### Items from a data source
━━━

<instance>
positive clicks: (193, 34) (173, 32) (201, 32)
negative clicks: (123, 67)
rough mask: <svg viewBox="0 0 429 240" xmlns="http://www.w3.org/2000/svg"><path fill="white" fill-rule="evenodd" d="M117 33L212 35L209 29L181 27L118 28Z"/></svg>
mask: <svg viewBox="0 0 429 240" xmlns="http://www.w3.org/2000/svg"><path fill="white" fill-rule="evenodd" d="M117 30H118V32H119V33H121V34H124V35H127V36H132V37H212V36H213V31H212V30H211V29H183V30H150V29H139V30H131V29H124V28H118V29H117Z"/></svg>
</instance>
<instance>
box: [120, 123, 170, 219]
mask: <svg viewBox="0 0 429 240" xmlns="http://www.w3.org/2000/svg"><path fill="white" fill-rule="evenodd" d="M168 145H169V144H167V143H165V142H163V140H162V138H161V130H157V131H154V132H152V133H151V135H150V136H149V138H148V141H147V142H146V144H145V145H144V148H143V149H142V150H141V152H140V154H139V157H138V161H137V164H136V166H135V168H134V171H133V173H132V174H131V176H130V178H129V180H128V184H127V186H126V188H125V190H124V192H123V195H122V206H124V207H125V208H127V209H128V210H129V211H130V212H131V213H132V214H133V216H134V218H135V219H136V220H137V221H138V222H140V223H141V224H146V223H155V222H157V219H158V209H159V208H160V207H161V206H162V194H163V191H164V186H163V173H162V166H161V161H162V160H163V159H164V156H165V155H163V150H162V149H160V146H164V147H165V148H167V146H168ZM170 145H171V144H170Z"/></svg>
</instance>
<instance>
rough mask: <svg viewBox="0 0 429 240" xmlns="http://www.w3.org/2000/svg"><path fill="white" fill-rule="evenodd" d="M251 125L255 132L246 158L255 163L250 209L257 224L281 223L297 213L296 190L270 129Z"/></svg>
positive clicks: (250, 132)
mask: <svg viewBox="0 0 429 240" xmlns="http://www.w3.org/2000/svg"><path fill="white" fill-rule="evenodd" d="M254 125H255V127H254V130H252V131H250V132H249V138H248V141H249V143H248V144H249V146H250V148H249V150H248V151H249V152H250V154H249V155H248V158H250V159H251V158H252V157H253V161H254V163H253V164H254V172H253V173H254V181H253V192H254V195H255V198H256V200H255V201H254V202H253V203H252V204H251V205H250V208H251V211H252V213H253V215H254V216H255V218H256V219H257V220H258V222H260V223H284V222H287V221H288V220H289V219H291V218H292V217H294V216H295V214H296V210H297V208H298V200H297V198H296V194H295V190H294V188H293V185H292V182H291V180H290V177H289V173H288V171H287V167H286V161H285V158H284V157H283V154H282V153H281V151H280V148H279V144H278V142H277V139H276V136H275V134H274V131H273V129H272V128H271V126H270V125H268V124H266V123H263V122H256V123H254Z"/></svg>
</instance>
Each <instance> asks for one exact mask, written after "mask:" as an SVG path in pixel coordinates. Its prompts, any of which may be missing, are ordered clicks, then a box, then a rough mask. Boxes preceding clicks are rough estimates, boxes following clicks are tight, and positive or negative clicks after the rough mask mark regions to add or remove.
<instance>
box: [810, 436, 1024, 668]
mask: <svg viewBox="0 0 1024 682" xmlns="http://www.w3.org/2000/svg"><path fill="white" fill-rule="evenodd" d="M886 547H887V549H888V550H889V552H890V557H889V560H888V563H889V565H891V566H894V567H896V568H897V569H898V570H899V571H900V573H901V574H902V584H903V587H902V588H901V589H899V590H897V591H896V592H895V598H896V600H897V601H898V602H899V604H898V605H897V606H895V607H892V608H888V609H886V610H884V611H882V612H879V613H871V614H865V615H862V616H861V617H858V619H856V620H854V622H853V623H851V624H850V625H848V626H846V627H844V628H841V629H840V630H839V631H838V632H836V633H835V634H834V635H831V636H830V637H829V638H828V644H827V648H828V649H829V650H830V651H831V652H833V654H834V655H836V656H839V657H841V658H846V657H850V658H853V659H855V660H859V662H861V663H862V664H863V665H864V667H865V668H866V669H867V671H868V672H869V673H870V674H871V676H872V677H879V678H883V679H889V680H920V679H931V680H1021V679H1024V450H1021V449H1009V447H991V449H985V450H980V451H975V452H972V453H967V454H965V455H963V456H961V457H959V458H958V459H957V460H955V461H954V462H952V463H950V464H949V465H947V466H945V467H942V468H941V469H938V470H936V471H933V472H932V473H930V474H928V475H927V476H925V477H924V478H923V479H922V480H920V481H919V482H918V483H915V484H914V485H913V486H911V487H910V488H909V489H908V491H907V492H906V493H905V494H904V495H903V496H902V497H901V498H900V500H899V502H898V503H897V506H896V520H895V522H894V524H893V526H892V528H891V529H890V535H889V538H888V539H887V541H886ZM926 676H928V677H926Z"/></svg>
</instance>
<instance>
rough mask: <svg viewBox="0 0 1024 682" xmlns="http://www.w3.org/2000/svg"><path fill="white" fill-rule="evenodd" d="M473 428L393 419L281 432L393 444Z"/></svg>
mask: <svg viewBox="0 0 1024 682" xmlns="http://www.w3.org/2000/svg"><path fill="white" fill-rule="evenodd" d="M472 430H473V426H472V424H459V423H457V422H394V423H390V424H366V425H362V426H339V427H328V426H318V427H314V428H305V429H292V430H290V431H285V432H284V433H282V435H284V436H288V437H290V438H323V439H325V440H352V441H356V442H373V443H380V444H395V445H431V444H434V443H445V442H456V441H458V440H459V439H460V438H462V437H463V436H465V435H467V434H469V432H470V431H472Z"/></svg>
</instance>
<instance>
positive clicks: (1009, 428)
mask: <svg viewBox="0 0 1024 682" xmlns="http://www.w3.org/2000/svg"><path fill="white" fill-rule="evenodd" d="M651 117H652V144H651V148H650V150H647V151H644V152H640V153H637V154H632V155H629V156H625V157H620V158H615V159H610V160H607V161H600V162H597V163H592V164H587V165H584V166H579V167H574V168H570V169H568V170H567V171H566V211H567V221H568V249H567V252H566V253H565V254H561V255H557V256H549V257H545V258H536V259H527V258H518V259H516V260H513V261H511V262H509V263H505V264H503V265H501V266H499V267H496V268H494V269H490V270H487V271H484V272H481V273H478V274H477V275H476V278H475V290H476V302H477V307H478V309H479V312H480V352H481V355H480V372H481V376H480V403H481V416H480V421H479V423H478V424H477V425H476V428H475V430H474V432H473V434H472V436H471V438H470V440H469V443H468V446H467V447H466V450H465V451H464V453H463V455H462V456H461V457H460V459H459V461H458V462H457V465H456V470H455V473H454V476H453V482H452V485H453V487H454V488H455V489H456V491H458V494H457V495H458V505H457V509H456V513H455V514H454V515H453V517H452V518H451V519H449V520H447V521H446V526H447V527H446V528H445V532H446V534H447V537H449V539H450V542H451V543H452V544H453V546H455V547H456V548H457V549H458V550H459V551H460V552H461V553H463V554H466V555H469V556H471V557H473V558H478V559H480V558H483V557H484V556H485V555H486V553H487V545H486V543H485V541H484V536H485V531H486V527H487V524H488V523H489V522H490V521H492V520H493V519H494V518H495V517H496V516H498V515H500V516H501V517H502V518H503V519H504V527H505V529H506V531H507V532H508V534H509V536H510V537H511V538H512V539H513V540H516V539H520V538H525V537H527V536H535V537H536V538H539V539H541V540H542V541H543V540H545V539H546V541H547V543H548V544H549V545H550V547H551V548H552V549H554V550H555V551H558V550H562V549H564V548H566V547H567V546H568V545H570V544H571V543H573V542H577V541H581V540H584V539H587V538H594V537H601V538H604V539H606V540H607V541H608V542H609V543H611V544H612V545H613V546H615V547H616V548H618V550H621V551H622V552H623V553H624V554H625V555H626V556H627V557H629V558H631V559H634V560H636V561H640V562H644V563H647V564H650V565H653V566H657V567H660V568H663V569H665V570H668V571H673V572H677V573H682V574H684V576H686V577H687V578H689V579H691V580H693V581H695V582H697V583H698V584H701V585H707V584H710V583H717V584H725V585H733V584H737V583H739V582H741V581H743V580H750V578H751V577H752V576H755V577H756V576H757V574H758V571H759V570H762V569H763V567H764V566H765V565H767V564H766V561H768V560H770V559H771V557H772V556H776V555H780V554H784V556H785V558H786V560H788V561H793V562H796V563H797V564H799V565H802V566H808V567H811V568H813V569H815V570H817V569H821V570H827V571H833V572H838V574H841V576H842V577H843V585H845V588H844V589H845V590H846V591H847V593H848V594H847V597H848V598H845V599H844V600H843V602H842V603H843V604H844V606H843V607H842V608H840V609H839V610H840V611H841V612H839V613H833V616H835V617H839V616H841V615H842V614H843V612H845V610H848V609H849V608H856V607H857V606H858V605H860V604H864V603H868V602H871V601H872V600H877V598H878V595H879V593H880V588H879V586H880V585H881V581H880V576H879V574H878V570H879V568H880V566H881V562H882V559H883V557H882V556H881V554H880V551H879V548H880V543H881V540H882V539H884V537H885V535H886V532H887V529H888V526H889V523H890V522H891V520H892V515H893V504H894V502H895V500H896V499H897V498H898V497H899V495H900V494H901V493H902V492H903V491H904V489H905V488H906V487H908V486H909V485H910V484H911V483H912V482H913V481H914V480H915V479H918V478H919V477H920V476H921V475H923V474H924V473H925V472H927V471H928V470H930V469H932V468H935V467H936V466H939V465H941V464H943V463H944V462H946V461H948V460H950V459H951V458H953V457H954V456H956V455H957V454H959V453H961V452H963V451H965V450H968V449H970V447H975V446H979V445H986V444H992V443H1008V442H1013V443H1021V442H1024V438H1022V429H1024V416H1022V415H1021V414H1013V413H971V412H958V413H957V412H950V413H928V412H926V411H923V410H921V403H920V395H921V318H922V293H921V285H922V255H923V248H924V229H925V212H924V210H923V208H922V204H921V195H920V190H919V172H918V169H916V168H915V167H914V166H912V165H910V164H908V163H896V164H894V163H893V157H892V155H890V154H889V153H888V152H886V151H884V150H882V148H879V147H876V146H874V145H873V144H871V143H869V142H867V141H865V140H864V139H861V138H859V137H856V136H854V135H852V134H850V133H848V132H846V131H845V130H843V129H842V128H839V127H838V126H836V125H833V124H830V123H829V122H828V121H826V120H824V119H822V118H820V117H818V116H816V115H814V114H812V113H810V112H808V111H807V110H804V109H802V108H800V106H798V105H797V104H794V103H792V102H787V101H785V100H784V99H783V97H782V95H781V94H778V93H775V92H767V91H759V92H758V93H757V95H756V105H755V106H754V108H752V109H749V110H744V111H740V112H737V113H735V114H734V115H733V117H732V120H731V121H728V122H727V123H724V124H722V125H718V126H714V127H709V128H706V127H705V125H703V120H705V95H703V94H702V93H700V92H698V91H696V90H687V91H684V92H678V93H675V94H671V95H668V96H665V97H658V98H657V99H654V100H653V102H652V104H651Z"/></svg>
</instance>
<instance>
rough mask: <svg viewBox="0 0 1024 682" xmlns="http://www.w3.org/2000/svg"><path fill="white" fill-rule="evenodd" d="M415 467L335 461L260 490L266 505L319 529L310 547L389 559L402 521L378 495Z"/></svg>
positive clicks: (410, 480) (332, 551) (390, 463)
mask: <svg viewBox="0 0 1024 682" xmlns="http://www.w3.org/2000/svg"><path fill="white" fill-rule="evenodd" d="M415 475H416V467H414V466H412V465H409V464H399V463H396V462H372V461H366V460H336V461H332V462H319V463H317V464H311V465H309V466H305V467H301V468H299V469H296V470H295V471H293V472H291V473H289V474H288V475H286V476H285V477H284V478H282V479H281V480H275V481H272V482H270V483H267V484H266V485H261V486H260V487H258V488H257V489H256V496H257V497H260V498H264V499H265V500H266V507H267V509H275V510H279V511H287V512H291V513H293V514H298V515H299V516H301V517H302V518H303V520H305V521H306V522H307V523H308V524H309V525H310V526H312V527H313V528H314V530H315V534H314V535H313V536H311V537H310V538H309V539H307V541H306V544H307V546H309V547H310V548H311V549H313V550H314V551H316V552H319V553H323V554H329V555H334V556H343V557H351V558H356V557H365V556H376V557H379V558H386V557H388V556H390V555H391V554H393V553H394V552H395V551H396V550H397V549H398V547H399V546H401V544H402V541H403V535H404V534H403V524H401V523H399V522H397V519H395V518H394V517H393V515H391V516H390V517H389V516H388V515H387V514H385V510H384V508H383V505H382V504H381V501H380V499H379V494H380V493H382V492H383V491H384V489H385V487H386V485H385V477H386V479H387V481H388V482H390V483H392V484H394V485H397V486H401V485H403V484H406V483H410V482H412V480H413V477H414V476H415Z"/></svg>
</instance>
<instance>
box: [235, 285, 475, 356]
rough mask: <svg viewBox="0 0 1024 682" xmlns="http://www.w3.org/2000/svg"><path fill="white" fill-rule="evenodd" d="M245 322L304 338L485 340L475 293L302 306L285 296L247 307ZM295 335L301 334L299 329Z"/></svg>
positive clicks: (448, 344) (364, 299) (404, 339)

━━━

Emit an exact copy of the lines spanning the start of the records to the line containing "negative clicks: (123, 67)", inclusive, and no other output.

<instance>
positive clicks: (193, 34) (173, 32) (201, 32)
negative clicks: (123, 67)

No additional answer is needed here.